PÁGINA:
Segundo os registros feitos por Alexandre Rodrigues Ferreira, as máscaras
seriam de origem Jurupixana, tribo dada como extinta nos inventários etnoló-
gicos e lingüísticos, bem como em levantamentos bibliográficos desde o século
XIX. Os Jurupixuna habitariam os afluentes dos rios Negro e Japurá (também
chamado de Putumayo). Através de outros viajantes do século XIX, como Spix
e Martius e Bates, há notícias sobre a existência de índios chamados Juris no rio
Içá (Caquetá) e Japurá. Em seu rigoroso trabalho de revisão da literatura sobre
os indígenas do Brasil, Herbert Baldus (1954) menciona esta tribo, registrando
também para ela igualmente a referência de Juripixuna.

EXERCÍCIO A:
Apresente como tabela Markdown todas as linhas de dados sobre localização de objetos nomeados que vêm abaixo, com as colunas "Número" e "Linha", omitindo as linhas em branco.

Entradas para localizar objetos nomeados
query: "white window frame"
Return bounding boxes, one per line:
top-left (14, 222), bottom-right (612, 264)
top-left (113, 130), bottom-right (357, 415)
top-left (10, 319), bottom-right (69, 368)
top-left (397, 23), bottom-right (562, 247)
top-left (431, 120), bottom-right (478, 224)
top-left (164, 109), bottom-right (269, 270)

EXERCÍCIO B:
Transcreva sem alterações o trecho do texto sobre as máscaras Jurupixuna começando em "Segundo os registros" e terminando em "referência de Juripixuna.".

SAÍDA COMPLETA A:
| Número | Linha |
|---|---|
| 1 | query: "white window frame" |
| 2 | Return bounding boxes, one per line: |
| 3 | top-left (14, 222), bottom-right (612, 264) |
| 4 | top-left (113, 130), bottom-right (357, 415) |
| 5 | top-left (10, 319), bottom-right (69, 368) |
| 6 | top-left (397, 23), bottom-right (562, 247) |
| 7 | top-left (431, 120), bottom-right (478, 224) |
| 8 | top-left (164, 109), bottom-right (269, 270) |

SAÍDA COMPLETA B:
Segundo os registros feitos por Alexandre Rodrigues Ferreira, as máscaras
seriam de origem Jurupixana, tribo dada como extinta nos inventários etnoló-
gicos e lingüísticos, bem como em levantamentos bibliográficos desde o século
XIX. Os Jurupixuna habitariam os afluentes dos rios Negro e Japurá (também
chamado de Putumayo). Através de outros viajantes do século XIX, como Spix
e Martius e Bates, há notícias sobre a existência de índios chamados Juris no rio
Içá (Caquetá) e Japurá. Em seu rigoroso trabalho de revisão da literatura sobre
os indígenas do Brasil, Herbert Baldus (1954) menciona esta tribo, registrando
também para ela igualmente a referência de Juripixuna.